* [Challenge] Copy out all of the material exactly.

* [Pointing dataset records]
|---|

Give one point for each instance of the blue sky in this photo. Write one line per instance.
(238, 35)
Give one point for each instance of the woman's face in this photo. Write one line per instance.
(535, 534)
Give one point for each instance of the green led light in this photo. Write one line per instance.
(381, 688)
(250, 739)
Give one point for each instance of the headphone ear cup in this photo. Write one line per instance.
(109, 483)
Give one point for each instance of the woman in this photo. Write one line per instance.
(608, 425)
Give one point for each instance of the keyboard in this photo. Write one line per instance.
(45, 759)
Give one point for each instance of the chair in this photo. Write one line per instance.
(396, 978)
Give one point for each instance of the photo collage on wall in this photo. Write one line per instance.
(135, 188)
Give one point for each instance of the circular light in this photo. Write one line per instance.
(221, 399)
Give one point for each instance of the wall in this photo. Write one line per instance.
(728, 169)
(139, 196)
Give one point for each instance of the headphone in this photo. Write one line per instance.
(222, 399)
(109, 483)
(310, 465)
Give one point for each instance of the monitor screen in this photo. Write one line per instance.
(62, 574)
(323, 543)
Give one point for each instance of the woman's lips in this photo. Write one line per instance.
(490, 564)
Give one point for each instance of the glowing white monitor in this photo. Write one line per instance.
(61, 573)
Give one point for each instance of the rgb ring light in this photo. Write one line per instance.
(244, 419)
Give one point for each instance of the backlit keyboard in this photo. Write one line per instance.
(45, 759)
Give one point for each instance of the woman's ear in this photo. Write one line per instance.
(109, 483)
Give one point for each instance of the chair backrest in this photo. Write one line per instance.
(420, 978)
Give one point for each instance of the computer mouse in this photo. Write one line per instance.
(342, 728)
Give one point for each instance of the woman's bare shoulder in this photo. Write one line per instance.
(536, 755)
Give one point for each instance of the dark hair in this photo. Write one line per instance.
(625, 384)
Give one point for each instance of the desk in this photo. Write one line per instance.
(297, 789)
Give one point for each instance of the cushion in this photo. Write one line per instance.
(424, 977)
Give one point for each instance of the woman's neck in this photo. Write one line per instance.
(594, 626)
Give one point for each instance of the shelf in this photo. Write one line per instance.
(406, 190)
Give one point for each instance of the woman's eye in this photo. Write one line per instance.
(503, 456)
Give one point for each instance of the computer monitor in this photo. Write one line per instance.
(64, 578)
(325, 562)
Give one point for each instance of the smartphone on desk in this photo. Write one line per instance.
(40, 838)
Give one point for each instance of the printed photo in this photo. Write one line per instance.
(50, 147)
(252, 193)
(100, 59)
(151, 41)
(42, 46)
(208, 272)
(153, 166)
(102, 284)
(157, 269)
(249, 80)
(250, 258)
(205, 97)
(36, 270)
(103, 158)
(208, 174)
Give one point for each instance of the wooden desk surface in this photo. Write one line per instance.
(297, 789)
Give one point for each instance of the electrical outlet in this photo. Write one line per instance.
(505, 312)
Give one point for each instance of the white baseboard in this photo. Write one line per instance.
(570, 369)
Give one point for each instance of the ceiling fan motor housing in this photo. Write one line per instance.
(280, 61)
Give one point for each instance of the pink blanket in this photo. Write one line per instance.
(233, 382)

|---|

* [Completed exercise]
Give one point for each instance of the blue sky in this photo. Write one line per instance.
(238, 35)
Give one point for each instance of the woman's face in this photo. Write one line per instance.
(535, 534)
Give one point for each instance of the green led light in this photo. Write one line per instance.
(381, 688)
(250, 739)
Give one point for each instance of the headphone ear cup in this photo. Write one line per instance.
(109, 483)
Give one point for each instance of the woman in this photo. Write one line per instance.
(608, 425)
Give one point for each instance of the keyboard in this photo. Write one line per instance.
(45, 759)
Give one point for each instance of the chair in this photo. Write one line per instance.
(396, 978)
Give one point for each instance of the photo collage on wall in this photo. Write one line per instance.
(135, 188)
Give one point for each instance of the circular light in this photo. Write one line per instance.
(221, 399)
Give one point for each instance of the wall in this photo. Write one line per instance.
(728, 169)
(139, 196)
Give one point for each instance of the headphone in this photo. Write one line per instance.
(222, 399)
(109, 483)
(310, 465)
Give one point for each instance of the monitor screen in this photo. Write one line per instance.
(62, 574)
(323, 543)
Give one point for each instance of the woman's lips in this photo. Write one line per instance.
(490, 564)
Give one point for each instance of the glowing white monitor in this photo. Write one line per instance.
(61, 573)
Give one point for each instance of the rgb ring light in this photo. Write one line per instance.
(244, 419)
Give one point for each instance of the backlit keyboard in this photo. Write one line per instance.
(45, 759)
Give one point for each instance of the woman's ear in this photo. Write one line per instance.
(109, 483)
Give one point for each instance of the chair backrest in this photo. Write one line per instance.
(420, 978)
Give one point for each instance of the computer mouse in this photo. Write one line per instance.
(342, 728)
Give one point for each instance of the woman's bare shoulder in this photo. Write one line per instance.
(536, 755)
Give one point for each instance of the dark hair in this photo. Write one line per instance.
(625, 384)
Give one point for each instance of the desk in this photo. Write one line per instance.
(297, 789)
Give one point for each instance of the cushion in this photo. Write one line per instance.
(424, 977)
Give one point for each instance of the woman's neck in this photo. Write one line per instance.
(594, 626)
Give one point for each instance of the shelf in this photo. Write one line per instance.
(406, 190)
Give one point for each instance of the woman's eye in this photo. Write one line per instance.
(503, 456)
Give one point for each instance of the computer monitor in this photo. Write one line per instance.
(64, 578)
(325, 562)
Give one point for each instance of the smartphone on desk in this photo. Write one line per instance.
(40, 838)
Give one point for each instance of the printed photo in this photo. Write one line per instance.
(50, 147)
(252, 193)
(100, 59)
(151, 41)
(42, 46)
(208, 272)
(153, 166)
(102, 284)
(157, 269)
(249, 80)
(250, 258)
(205, 97)
(36, 270)
(103, 158)
(208, 174)
Give one point for each instance of the wooden desk surface in this photo. Write one line per instance.
(297, 789)
Give one point for each instance of the electrical outlet in this photo. Write one line per instance.
(505, 312)
Give one point for each instance of the white baseboard in this photo. Write one line per instance.
(570, 369)
Give one point for each instance of the ceiling fan motor housing in this photo. Write one line per instance.
(280, 61)
Give one point for each instance of the pink blanket in this photo. Write one line per instance.
(233, 382)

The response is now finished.